TASK GOAL: Copy the following lines word for word, changing nothing.

[Entries for locating named things]

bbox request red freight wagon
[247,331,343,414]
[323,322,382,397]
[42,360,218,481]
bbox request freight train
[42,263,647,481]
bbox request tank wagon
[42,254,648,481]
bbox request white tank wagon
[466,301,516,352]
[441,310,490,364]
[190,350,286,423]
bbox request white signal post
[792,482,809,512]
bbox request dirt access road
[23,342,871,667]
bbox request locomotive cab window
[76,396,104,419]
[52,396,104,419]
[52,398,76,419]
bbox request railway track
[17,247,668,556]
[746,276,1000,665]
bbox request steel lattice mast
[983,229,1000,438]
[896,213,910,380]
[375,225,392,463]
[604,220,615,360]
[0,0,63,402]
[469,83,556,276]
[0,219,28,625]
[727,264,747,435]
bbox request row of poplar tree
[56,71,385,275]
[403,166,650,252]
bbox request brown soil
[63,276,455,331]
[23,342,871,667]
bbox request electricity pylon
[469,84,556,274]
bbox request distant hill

RESPONSE:
bbox request red freight wagon
[247,331,343,414]
[323,322,382,397]
[42,360,218,481]
bbox request freight train
[42,263,647,481]
bbox request tank wagon
[42,254,648,481]
bbox request white tank wagon
[466,301,516,352]
[441,310,490,364]
[190,350,286,423]
bbox request white signal post
[792,482,809,512]
bbox request dirt access road
[23,342,871,667]
bbox request locomotive cab window
[76,396,104,419]
[52,396,104,419]
[52,398,76,419]
bbox request railway track
[17,247,668,556]
[746,276,1000,665]
bbox request steel lattice mast
[983,229,1000,438]
[896,213,910,380]
[375,225,392,463]
[604,220,615,360]
[0,0,63,402]
[469,83,556,276]
[0,219,28,625]
[727,264,747,435]
bbox request row of poplar tree
[56,71,385,275]
[403,166,650,252]
bbox request brown soil
[63,276,455,331]
[23,342,871,667]
bbox request electricity pylon
[469,84,556,274]
bbox request distant hill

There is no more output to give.